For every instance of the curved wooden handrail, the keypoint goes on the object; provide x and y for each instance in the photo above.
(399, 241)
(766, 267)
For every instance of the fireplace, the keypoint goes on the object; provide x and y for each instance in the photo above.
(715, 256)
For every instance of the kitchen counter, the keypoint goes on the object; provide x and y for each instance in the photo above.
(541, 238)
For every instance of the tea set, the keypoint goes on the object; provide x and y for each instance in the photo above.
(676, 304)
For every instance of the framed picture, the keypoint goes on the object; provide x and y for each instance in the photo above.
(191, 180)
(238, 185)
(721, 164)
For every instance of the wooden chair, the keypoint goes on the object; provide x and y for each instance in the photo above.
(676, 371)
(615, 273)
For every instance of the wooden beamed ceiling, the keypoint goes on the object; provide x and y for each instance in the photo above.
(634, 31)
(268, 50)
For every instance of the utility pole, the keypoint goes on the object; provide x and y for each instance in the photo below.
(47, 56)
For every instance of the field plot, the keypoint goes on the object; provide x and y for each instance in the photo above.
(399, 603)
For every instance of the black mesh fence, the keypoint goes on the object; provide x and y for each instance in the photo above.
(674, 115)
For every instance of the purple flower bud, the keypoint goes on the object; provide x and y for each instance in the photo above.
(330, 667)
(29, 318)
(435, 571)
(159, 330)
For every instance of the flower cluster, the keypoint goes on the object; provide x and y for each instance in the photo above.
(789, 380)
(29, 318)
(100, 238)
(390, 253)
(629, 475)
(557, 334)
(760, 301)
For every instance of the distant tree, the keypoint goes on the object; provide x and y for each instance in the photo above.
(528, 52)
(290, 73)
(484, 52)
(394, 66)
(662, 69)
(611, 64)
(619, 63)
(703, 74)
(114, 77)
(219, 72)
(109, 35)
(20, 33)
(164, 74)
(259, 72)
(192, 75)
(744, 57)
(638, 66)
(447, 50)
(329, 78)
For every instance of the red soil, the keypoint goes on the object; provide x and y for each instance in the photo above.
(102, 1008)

-*-

* **Objective**:
Rewrite all of the records above, replacing every occurrence of "keypoint" with "marker" and leaving everything else unchanged.

* **Task solution**:
For every instance of the curved wooden handrail, the marker goes on the object; provide x and y for each instance in the photo above.
(399, 241)
(766, 267)
For every instance of the fireplace, the marker goes on the object; provide x and y for each instance in the photo above.
(715, 256)
For every instance of the kitchen counter, the marker goes on the object; provide x and y for each instance in the photo above.
(541, 238)
For every instance of the tea set, the marker goes on the object; provide x and y for each instance in the photo above.
(676, 304)
For every instance of the framed picture, the marker goes on the object; provide x and y for each instance in the photo above.
(191, 180)
(238, 185)
(721, 164)
For every instance of the wooden chair, the marker goes on the object; provide x and y for each instance in the photo above.
(676, 371)
(615, 273)
For every instance of the wooden beamed ceiling, the marker goes on the object; provide x and y for each instance in the photo above.
(634, 31)
(268, 50)
For every instance of the utility pole, the marker goes on the object; provide x and y for each instance in the photo below.
(47, 56)
For every instance of the field plot, the marker goes on the object; provide x and y for each instance in the photo above.
(399, 603)
For every instance of the black mesh fence, the marker goes on the object; provide x and y for each instance in the photo above.
(674, 115)
For every instance of the purple flower bud, the marker goes on the object; provide x and y for each instance in the photo above.
(330, 667)
(29, 318)
(435, 571)
(159, 330)
For every instance of the flower cluster, the marker goes on the object; provide x and y for each instance in the photo above.
(789, 380)
(29, 318)
(100, 238)
(390, 253)
(629, 475)
(557, 334)
(760, 301)
For every instance of the distant tree, the marker goes on the object; provide x and y for each instance in the photo above.
(528, 52)
(290, 73)
(484, 52)
(394, 66)
(662, 69)
(611, 64)
(619, 63)
(703, 74)
(114, 77)
(219, 72)
(109, 35)
(20, 33)
(164, 74)
(259, 72)
(192, 75)
(744, 57)
(638, 66)
(447, 50)
(329, 78)
For every instance of the red soil, the marker goes on the object; provide x and y for each instance in the photo above.
(102, 1008)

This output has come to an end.